WALT O'CONNER

1938-41

All-American as a senior after leading Valley in scoring.

Walt O’Connor – Walt O’Connor was a starter and floor leader for the championship team.  The press dubbed O’Connor as “Wee Walt” because he was not quite 5 feet, 10 inches tall.  Even at that height, he was taller than most of the Melrose starters, except Jim Thynne.  He was a 17-year-old senior when Melrose won the championship.  O’Connor played forward or guard, depending on the situation, and served as the team captain.  O’Connor scored 31 points in the State Tournament, and was named to the all-tournament basketball team and the first team of The Des Moines Register’s all-state team.

O’Connor went on to play at Drake University, where he earned seven letters in three different sports.  He played basketball, football, and baseball, and was named the Outstanding Iowa Amateur Athlete while at Drake.  His Drake basketball coach wondered why they called him “Wee Walt,” since O’Connor was taller than the coach.  While playing at Drake and on the way to a game at Tulsa, the team stopped in a restaurant in Pittsburgh, Kansas.  In the restaurant, the Drake coach introduced O’Connor to James Naismith, the inventor of basketball.

### WRITTEN INSTRUCTION A
According to the profile above, why did the press call O'Connor "Wee Walt"?
### WRITTEN INSTRUCTION B
List every sport the profile above says O'Connor played at Drake University.

### DATASET SECTION
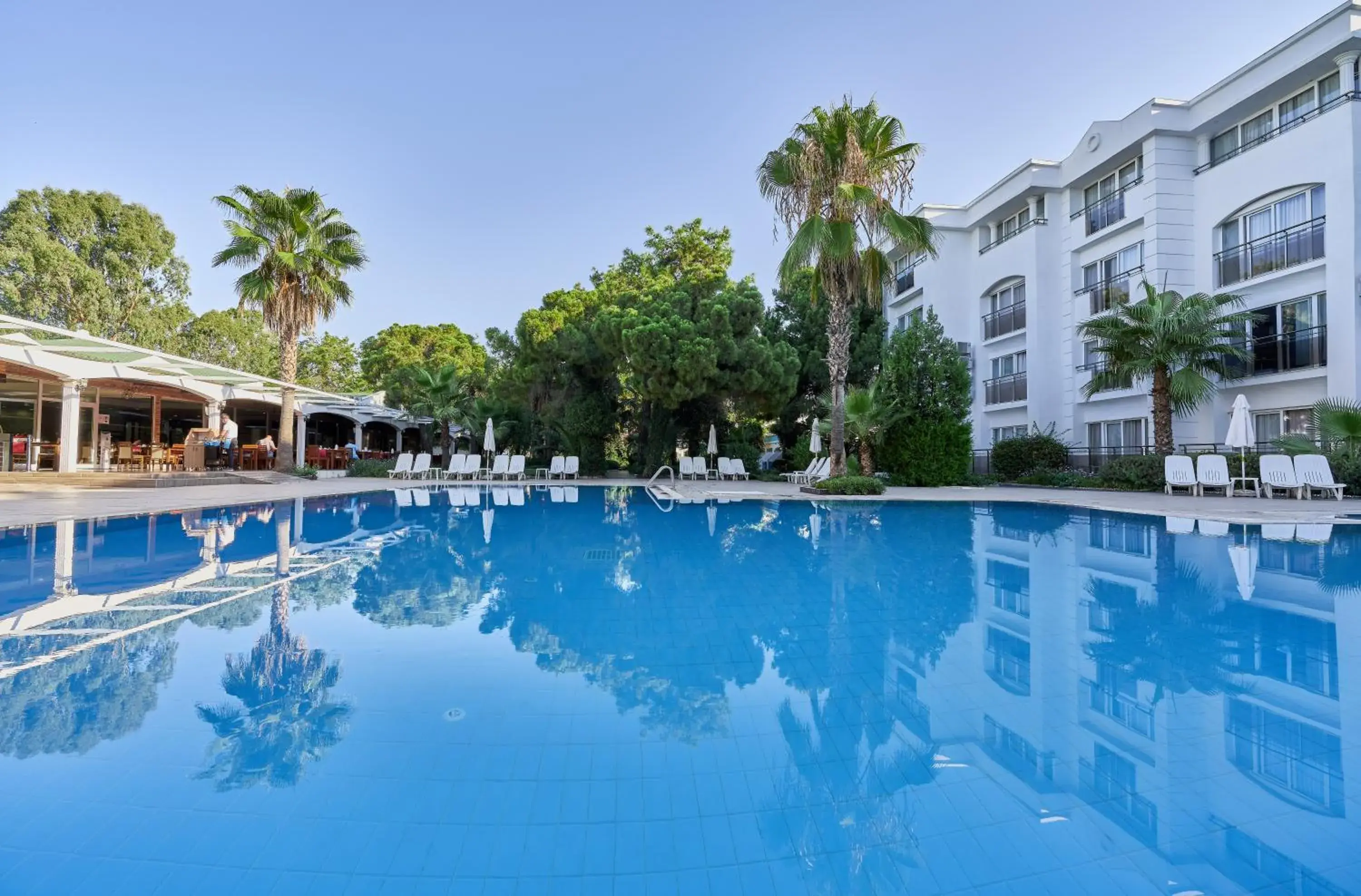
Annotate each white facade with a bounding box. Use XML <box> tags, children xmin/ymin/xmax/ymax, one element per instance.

### SOLUTION A
He was not quite 5 feet, 10 inches tall.

### SOLUTION B
Basketball, football, and baseball.